__Prompt__: Nothing but the lines from the one with "819, row 339." to the final line should be returned, each exactly as it appears.

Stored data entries
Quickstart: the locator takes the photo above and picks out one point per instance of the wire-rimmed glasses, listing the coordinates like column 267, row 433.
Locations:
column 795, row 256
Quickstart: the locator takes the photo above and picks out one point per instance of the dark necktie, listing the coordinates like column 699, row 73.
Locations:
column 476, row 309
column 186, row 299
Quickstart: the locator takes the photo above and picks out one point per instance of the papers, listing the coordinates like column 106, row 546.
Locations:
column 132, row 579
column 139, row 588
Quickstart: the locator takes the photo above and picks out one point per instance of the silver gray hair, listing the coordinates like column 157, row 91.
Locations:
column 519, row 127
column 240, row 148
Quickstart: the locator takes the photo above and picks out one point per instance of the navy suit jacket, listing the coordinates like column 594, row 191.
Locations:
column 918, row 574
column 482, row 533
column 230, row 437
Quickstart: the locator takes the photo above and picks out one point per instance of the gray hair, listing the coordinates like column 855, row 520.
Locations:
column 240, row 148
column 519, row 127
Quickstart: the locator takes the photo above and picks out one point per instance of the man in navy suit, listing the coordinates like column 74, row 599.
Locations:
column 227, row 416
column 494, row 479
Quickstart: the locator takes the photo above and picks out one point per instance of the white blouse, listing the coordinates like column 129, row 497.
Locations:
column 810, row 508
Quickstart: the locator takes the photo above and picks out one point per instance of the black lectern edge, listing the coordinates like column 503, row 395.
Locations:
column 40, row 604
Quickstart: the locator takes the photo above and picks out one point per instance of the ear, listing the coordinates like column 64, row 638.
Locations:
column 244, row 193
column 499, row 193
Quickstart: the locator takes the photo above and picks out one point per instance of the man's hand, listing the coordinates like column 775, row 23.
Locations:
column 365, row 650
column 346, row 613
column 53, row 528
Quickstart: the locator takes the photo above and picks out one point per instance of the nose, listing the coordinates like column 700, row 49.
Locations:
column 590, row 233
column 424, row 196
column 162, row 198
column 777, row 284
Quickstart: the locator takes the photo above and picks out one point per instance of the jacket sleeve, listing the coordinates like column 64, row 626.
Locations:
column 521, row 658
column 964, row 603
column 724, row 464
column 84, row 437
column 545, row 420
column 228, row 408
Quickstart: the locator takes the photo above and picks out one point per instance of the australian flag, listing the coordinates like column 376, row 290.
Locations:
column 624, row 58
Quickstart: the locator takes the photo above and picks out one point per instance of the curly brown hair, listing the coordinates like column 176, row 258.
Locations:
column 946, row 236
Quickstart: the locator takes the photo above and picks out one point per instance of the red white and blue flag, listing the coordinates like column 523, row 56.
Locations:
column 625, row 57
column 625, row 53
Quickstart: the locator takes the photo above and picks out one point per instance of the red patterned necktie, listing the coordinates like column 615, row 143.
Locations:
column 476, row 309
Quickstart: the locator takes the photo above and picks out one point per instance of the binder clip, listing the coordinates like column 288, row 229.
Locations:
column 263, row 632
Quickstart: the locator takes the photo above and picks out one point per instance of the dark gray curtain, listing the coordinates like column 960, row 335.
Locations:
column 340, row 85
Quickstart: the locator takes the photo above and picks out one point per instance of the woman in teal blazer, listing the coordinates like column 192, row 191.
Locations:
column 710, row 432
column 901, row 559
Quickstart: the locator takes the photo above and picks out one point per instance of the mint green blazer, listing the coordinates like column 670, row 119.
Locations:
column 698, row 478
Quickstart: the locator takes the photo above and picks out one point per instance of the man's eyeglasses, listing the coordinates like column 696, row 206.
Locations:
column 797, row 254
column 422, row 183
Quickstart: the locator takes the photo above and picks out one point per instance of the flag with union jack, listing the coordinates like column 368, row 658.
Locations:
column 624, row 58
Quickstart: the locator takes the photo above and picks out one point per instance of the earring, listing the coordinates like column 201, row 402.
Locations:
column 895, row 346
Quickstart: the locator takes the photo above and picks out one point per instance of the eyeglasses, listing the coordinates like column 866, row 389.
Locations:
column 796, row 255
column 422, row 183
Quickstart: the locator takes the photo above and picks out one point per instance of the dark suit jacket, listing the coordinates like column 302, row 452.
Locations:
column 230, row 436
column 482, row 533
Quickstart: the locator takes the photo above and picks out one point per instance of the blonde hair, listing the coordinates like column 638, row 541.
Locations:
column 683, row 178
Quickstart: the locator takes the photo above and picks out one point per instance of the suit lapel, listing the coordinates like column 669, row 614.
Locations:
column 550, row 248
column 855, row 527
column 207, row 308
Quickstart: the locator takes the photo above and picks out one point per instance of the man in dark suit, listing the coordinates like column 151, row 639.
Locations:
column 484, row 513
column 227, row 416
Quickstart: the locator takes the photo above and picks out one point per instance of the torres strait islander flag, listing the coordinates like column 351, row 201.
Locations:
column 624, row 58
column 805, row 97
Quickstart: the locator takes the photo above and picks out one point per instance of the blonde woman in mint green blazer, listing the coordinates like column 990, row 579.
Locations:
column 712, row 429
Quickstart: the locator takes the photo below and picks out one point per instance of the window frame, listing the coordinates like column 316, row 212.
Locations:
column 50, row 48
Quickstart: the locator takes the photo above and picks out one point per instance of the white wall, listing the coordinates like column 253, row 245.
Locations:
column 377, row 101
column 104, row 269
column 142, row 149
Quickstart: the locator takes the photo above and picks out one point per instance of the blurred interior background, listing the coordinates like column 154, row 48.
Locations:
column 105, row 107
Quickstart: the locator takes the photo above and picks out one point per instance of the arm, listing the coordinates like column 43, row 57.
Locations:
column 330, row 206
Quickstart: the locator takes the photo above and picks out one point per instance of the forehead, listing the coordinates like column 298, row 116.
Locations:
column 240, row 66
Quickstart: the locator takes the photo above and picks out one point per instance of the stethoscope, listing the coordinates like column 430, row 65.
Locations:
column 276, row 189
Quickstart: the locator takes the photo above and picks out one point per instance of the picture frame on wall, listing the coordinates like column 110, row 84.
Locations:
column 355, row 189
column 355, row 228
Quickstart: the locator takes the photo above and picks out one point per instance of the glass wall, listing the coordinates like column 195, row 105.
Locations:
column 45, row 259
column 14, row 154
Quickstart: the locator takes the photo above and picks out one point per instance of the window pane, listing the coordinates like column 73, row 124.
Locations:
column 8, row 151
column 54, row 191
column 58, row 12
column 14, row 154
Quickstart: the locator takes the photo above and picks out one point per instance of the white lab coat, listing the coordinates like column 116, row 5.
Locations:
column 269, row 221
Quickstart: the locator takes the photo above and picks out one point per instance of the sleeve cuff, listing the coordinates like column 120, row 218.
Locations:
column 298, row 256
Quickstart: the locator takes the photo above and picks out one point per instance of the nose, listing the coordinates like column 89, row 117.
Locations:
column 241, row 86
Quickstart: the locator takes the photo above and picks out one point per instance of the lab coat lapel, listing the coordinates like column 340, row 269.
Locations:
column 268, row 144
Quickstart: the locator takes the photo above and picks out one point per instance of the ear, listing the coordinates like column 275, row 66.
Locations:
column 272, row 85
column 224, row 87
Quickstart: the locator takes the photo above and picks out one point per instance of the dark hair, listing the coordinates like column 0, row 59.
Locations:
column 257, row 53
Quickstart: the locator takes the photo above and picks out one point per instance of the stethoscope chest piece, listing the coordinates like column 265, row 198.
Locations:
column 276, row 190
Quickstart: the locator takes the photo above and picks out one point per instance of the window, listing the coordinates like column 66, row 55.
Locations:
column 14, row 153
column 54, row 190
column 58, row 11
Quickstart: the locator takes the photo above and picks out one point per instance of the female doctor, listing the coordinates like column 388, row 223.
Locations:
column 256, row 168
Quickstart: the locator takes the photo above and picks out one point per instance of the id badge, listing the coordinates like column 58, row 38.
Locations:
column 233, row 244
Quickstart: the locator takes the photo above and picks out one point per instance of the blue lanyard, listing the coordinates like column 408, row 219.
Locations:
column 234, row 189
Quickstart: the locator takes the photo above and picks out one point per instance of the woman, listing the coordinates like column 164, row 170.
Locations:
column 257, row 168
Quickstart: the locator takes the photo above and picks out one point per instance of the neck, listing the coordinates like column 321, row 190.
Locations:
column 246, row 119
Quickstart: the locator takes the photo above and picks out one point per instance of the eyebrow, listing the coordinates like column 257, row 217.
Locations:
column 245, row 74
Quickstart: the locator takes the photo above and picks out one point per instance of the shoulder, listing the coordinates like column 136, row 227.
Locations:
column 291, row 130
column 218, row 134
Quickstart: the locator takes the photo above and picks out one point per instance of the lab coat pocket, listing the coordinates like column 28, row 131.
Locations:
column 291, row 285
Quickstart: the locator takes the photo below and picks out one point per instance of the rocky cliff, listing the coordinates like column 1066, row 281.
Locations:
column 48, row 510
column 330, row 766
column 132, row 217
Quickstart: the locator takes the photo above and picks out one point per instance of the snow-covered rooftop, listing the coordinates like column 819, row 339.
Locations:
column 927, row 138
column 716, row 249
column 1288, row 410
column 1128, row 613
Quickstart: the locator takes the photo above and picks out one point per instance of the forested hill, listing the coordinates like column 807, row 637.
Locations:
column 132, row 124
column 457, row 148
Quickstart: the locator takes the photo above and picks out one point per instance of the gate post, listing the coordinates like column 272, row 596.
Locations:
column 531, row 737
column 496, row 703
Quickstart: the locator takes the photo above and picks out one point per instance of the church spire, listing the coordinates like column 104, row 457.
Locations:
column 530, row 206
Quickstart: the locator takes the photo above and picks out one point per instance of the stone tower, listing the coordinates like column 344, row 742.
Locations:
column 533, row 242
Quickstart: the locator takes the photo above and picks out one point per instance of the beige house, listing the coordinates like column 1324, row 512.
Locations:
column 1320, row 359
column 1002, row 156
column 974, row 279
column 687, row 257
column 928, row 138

__Output for this task__:
Quickstart: the locator takes the photo above and picks out one point per instance of the snow-covered rooftop, listing the coordinates like column 819, row 339.
Locations:
column 927, row 138
column 716, row 249
column 1288, row 410
column 1128, row 613
Quickstart: the locator takes the photo above and picks out one point per instance of the forested hill, listing the coordinates like column 807, row 637.
Locations:
column 132, row 124
column 457, row 148
Quickstart: the locator takes the photo above and picks out one point per instance of the gate post, listing the coordinates like column 272, row 596.
Locations:
column 531, row 737
column 496, row 703
Quickstart: the locator takes the photo above and picks out one point per instance of the church spire, listing the coordinates like column 104, row 457.
Locations:
column 530, row 206
Quickstart: the locator takes the photo above and picks out one point per instance of the stone tower, listing the coordinates like column 344, row 742.
Locations:
column 533, row 242
Quickstart: the locator takes the photo above and picks out one point per instance of the beige house, listing the coordinates like column 1324, row 512.
Locations:
column 1320, row 359
column 1002, row 156
column 974, row 279
column 687, row 257
column 928, row 138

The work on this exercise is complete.